- **Objective**
Could you write out the rows below again, swapping every "Detect" for "Locate" and leaving everything else unchanged?

## Begin Provided material

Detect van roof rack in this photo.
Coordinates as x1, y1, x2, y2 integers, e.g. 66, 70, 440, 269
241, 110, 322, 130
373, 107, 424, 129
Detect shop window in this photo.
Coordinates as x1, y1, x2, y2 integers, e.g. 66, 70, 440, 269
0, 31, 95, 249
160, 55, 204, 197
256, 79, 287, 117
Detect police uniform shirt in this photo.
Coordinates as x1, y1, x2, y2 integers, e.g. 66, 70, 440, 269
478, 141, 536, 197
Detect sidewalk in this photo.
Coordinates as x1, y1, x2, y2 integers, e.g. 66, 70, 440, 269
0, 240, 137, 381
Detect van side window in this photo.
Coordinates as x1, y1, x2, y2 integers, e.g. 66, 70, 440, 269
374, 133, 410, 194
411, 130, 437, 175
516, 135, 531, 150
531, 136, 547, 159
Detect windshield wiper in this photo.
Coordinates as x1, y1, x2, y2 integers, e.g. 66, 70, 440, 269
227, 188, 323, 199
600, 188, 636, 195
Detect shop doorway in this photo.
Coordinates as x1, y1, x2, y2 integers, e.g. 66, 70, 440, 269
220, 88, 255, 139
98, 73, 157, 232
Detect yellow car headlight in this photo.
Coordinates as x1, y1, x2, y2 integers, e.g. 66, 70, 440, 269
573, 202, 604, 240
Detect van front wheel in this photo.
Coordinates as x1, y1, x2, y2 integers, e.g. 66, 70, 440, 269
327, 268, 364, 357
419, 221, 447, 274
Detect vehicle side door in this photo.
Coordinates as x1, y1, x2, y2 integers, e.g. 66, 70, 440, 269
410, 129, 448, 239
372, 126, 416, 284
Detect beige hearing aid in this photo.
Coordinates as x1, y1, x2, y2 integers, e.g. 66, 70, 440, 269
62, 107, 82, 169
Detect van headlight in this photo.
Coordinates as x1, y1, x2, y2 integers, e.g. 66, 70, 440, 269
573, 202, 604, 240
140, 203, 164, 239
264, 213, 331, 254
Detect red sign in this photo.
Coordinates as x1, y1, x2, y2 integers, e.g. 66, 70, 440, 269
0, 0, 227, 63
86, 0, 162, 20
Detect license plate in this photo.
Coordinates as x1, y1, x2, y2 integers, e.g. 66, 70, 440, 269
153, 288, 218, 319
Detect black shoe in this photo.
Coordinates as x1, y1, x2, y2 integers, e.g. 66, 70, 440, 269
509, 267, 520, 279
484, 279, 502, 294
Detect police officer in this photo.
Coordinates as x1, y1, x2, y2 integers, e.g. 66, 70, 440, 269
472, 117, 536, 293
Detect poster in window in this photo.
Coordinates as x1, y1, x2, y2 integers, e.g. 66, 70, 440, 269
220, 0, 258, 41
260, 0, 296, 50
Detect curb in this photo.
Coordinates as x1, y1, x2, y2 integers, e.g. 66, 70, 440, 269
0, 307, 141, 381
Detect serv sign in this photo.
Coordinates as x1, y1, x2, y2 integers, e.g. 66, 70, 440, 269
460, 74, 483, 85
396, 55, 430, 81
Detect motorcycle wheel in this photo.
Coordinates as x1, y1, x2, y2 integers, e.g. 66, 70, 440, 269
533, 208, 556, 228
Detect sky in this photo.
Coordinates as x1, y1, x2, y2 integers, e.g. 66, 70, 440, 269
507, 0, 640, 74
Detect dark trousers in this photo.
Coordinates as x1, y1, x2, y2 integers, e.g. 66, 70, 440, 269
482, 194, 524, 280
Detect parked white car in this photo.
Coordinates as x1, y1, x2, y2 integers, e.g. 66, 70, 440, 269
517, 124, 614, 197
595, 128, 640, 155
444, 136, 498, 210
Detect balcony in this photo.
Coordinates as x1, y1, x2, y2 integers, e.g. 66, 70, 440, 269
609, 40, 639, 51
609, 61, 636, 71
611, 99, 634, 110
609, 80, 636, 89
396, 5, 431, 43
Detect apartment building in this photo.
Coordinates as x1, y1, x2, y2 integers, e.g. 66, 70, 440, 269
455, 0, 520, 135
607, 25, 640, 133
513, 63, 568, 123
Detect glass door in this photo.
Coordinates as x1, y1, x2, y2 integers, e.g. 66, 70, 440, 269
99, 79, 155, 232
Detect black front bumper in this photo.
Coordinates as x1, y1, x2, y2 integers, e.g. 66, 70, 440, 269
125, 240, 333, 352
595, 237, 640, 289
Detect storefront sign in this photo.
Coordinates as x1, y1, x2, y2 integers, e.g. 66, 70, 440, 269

## End Provided material

- **Answer to this task**
Locate van roof rack in this photo.
Coordinates as x1, y1, x2, y2 integers, e.g. 66, 70, 440, 269
241, 110, 322, 130
373, 107, 424, 129
Locate shop window in this photo.
Coordinates as x1, y1, x2, y2 integers, e.g. 66, 70, 440, 269
0, 31, 95, 249
160, 55, 204, 197
256, 79, 287, 117
Locate police uniform shirt in this photo.
Coordinates as x1, y1, x2, y2 integers, e.g. 66, 70, 440, 269
478, 141, 536, 197
Locate sidewalk in this photo.
Coordinates as x1, y1, x2, y2 integers, e.g. 66, 70, 440, 269
0, 240, 137, 381
Locate van side window in this photo.
Coordinates as x1, y1, x2, y2 integers, e.g. 66, 70, 440, 269
374, 133, 410, 194
411, 130, 437, 175
516, 135, 531, 150
531, 136, 547, 159
Locate windshield wiper in this photo.
Coordinates as x1, y1, x2, y2 integers, e.g. 66, 70, 440, 269
227, 188, 323, 199
600, 188, 636, 195
Locate shop doorway in this photo.
Coordinates as x1, y1, x2, y2 integers, e.g. 66, 70, 440, 269
220, 88, 255, 139
98, 73, 157, 232
Locate yellow car headlight in this photo.
Coordinates as x1, y1, x2, y2 integers, e.g. 66, 70, 440, 269
573, 202, 604, 240
Locate van front wheel in this photo.
Coordinates as x1, y1, x2, y2 integers, e.g. 66, 70, 440, 269
327, 268, 364, 357
419, 221, 447, 274
Locate vehicle side door in this photo.
Coordinates as x1, y1, x2, y2 integers, e.g. 66, 70, 440, 269
410, 129, 448, 239
372, 126, 416, 284
Locate beige hearing aid in this photo.
Coordinates as x1, y1, x2, y2 integers, e.g. 66, 70, 440, 269
62, 107, 82, 169
Locate van headlight in this photo.
Coordinates as x1, y1, x2, y2 integers, e.g. 66, 70, 440, 269
573, 202, 604, 240
140, 203, 164, 239
264, 213, 331, 254
Locate red sign in this photo.
Coordinates as x1, y1, x2, y2 integers, e.g. 66, 70, 440, 269
0, 0, 227, 63
86, 0, 162, 20
Locate license plate in this photo.
Coordinates as x1, y1, x2, y2 integers, e.g. 66, 70, 440, 269
153, 288, 218, 319
Locate black shoe in this photo.
Coordinates as x1, y1, x2, y2 integers, e.g. 66, 70, 440, 269
509, 267, 520, 279
484, 279, 502, 294
Locate police officer in this photo.
Coordinates as x1, y1, x2, y2 integers, e.g. 66, 70, 440, 269
472, 117, 536, 293
Locate poster in window in this photo.
Coordinates as x1, y1, x2, y2 integers, e.g. 66, 70, 440, 269
220, 0, 258, 41
260, 0, 296, 50
Locate curb in this photo.
Coordinates as x1, y1, x2, y2 integers, e.g. 66, 70, 440, 269
0, 307, 141, 381
Locate serv sign in this photo.
Coordinates as x1, y1, x2, y2 integers, e.g. 66, 70, 440, 269
460, 74, 483, 85
396, 55, 430, 81
Locate motorcycle wheel in this photo.
Coordinates as x1, y1, x2, y2 integers, e.g. 66, 70, 440, 269
533, 208, 556, 228
Locate sky in this photo.
Coordinates as x1, y1, x2, y2 integers, e.g. 66, 70, 440, 269
507, 0, 640, 74
Locate dark trousers in this photo.
Coordinates as x1, y1, x2, y2 integers, e.g. 66, 70, 440, 269
482, 194, 524, 280
Locate parked white car in this photo.
Coordinates as x1, y1, x2, y2 integers, e.g. 66, 70, 440, 269
517, 124, 614, 197
595, 128, 640, 155
444, 136, 498, 210
Locate balcony in this photo.
Coordinates as x1, y1, x2, y2 integers, e.g. 66, 70, 440, 269
609, 40, 639, 51
609, 61, 636, 71
611, 99, 634, 110
609, 80, 636, 89
396, 5, 431, 43
Locate apartment building in this photo.
Coordinates as x1, y1, x2, y2 integers, e.g. 66, 70, 440, 269
455, 0, 520, 135
607, 25, 640, 133
513, 63, 568, 123
Locate glass door in this photo.
Coordinates as x1, y1, x2, y2 integers, e.g. 66, 70, 440, 269
99, 79, 155, 232
Locate black front bumper in this photo.
Coordinates as x1, y1, x2, y2 integers, e.g. 66, 70, 440, 269
125, 240, 333, 352
595, 237, 640, 289
Locate storefront sign in this photo.
Coordinates as x1, y1, x2, y2 integers, e.g. 66, 70, 440, 269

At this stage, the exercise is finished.